DIRECTIONS
Copy the records exactly, starting with the line that contains "Find hair in" and going on through the line that contains "[207,382,303,414]".

TASK INPUTS
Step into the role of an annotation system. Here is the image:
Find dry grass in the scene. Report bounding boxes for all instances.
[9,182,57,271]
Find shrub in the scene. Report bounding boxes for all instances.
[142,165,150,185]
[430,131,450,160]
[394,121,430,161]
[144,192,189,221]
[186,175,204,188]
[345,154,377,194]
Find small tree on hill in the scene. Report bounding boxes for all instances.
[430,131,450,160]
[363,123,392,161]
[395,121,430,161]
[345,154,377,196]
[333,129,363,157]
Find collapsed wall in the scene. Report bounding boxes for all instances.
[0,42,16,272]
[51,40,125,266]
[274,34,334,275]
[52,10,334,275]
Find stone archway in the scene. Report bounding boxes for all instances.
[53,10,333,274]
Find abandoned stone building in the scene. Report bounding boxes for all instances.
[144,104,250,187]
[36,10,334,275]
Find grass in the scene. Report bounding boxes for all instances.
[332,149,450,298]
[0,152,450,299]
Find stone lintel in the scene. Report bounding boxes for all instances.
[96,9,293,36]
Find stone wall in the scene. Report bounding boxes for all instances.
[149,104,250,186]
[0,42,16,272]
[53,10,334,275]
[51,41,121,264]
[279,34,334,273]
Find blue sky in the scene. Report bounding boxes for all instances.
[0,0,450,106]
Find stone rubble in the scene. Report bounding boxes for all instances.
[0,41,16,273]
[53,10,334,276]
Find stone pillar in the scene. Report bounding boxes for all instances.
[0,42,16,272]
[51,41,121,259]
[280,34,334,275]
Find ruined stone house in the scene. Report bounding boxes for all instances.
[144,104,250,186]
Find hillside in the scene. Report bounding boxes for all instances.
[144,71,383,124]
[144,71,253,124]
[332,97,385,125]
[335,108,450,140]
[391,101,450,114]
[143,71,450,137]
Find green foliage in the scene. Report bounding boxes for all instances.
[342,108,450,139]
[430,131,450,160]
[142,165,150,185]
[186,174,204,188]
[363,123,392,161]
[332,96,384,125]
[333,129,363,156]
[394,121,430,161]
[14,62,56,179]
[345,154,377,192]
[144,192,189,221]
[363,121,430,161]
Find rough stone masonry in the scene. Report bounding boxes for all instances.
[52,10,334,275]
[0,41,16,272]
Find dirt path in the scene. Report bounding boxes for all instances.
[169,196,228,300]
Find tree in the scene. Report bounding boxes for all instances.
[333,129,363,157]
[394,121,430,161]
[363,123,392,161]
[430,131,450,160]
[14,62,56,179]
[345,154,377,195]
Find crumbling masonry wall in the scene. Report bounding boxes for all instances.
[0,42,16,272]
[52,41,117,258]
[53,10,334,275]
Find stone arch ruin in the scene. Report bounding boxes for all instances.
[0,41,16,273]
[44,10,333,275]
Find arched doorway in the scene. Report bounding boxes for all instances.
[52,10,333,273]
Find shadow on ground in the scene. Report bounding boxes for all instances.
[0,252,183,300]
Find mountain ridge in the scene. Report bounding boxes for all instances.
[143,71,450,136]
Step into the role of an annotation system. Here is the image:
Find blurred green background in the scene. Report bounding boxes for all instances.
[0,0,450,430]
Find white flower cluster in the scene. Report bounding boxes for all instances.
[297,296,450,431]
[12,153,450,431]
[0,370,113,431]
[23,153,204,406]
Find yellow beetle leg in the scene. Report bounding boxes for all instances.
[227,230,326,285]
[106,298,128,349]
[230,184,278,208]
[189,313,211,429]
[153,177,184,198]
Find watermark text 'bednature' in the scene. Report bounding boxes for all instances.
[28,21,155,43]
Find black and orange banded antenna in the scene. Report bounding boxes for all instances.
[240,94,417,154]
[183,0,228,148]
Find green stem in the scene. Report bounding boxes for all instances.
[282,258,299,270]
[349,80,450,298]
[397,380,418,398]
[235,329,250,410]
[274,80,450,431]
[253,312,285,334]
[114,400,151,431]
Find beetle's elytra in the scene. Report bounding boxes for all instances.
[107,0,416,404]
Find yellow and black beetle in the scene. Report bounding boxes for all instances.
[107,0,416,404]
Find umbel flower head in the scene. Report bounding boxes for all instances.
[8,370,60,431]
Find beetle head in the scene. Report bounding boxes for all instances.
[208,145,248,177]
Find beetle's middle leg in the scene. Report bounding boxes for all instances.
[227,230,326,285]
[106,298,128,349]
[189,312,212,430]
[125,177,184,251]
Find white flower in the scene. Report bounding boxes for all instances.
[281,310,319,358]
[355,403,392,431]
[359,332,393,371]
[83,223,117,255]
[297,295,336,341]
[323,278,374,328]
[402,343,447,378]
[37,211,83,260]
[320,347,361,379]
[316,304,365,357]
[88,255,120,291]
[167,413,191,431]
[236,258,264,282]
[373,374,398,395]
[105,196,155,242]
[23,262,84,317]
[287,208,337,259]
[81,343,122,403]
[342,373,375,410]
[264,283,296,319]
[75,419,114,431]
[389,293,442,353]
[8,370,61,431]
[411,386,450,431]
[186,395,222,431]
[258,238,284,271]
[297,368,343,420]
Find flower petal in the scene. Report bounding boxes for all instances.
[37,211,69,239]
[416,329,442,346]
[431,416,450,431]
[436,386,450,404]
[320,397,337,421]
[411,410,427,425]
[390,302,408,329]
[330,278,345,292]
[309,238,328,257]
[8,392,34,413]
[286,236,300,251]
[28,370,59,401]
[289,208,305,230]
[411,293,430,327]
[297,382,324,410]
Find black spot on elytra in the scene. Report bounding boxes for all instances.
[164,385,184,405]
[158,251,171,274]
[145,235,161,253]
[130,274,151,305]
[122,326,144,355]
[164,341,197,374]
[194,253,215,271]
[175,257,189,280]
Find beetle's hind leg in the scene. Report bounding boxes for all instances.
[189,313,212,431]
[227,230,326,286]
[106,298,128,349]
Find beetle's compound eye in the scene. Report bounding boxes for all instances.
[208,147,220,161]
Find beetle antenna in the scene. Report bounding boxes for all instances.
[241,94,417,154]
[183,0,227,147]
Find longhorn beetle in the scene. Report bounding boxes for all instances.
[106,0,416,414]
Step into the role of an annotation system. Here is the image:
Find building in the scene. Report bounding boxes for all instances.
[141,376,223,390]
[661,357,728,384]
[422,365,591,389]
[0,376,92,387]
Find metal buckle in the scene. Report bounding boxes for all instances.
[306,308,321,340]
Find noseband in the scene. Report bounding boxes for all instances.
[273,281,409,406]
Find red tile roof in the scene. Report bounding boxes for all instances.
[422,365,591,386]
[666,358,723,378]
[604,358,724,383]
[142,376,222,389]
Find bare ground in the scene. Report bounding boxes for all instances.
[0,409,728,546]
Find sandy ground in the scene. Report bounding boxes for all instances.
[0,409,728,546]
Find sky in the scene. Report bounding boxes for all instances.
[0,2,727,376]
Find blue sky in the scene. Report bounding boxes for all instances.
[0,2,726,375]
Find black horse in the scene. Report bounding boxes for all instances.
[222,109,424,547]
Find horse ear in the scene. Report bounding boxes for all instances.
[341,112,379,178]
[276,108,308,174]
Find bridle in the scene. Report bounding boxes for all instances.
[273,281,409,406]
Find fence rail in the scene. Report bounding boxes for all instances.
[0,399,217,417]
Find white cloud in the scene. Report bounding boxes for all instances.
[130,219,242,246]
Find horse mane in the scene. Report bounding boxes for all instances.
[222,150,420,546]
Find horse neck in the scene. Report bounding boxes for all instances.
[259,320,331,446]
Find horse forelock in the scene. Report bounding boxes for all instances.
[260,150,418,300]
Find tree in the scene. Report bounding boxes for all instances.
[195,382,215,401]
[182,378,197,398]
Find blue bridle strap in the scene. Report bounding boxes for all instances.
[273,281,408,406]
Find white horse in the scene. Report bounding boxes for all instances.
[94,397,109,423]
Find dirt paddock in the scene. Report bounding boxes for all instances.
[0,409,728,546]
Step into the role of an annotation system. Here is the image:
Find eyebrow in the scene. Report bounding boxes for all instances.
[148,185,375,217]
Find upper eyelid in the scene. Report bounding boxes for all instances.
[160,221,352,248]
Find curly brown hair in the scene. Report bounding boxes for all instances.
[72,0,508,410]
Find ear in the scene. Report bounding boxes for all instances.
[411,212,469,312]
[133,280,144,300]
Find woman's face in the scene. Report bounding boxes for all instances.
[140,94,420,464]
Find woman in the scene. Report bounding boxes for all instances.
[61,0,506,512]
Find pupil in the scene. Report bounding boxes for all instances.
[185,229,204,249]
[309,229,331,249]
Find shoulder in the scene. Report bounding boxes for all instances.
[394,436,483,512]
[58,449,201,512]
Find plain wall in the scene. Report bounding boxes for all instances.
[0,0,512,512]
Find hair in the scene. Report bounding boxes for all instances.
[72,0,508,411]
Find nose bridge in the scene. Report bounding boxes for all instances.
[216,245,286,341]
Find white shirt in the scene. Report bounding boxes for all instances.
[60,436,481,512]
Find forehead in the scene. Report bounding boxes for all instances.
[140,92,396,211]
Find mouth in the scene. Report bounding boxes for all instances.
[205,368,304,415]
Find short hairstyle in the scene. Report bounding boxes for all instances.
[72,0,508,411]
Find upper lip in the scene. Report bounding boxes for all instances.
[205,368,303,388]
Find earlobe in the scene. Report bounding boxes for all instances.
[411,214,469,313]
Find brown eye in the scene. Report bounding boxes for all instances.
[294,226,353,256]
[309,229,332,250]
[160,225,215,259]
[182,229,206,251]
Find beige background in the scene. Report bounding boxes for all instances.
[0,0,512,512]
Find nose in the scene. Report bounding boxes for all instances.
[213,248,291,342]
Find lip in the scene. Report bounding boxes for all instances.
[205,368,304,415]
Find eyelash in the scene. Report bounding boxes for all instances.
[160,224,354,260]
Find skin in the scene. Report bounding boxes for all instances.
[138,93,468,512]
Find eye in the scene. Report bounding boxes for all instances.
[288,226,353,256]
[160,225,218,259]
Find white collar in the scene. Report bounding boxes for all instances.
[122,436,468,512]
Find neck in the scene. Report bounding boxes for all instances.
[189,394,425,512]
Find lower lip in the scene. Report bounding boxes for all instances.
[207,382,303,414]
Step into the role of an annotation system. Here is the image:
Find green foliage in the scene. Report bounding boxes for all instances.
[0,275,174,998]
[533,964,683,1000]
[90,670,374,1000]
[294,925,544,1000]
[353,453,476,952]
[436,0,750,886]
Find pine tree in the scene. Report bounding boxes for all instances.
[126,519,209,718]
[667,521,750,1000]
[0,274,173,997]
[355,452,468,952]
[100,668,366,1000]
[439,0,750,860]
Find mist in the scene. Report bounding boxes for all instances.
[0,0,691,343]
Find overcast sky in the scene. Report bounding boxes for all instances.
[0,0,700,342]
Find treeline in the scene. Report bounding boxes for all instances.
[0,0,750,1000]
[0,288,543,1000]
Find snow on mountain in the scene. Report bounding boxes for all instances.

SOLUTION
Find hair in the scene. Report bounding boxes for all instances.
[72,0,508,411]
Find nose bridge in the scene. Report bounding boxes for all instances.
[216,245,286,341]
Find white shirt in the scene. Report bounding boxes for all instances.
[60,436,481,512]
Find forehead in the scene. Report bounding boxes for all instances.
[140,92,396,211]
Find mouth in the scene. Report bounding boxes for all instances.
[205,368,304,415]
Find short hairstyle in the scene. Report bounding boxes for all instances.
[72,0,508,411]
Find upper lip in the scene. Report bounding boxes for all instances.
[205,368,303,388]
Find earlobe in the scene. Report bounding boxes for all instances.
[411,214,469,313]
Find brown eye in the scene. Report bounding boxes for all instances.
[294,226,353,256]
[309,229,332,250]
[160,225,215,259]
[182,229,206,251]
Find beige background in the scene. Report bounding boxes for all instances.
[0,0,512,512]
Find nose in the scene. Report bounding boxes for all instances.
[213,248,291,342]
Find lip in the scene. Report bounding boxes for all instances.
[205,368,304,415]
Find eyelash in the scene. Report bounding boxes for all instances.
[160,224,354,260]
Find skin in the scene. Report bounding boxes for all instances.
[138,93,468,512]
Find eye in the scene. Report bounding boxes for all instances.
[288,226,353,256]
[160,225,218,259]
Find white collar in the scene. Report bounding boxes for all instances.
[122,436,468,512]
Find neck in the scene. Report bounding boxes for all instances.
[189,394,425,512]
Find lower lip in the scene. Report bounding boxes for all instances.
[207,382,303,414]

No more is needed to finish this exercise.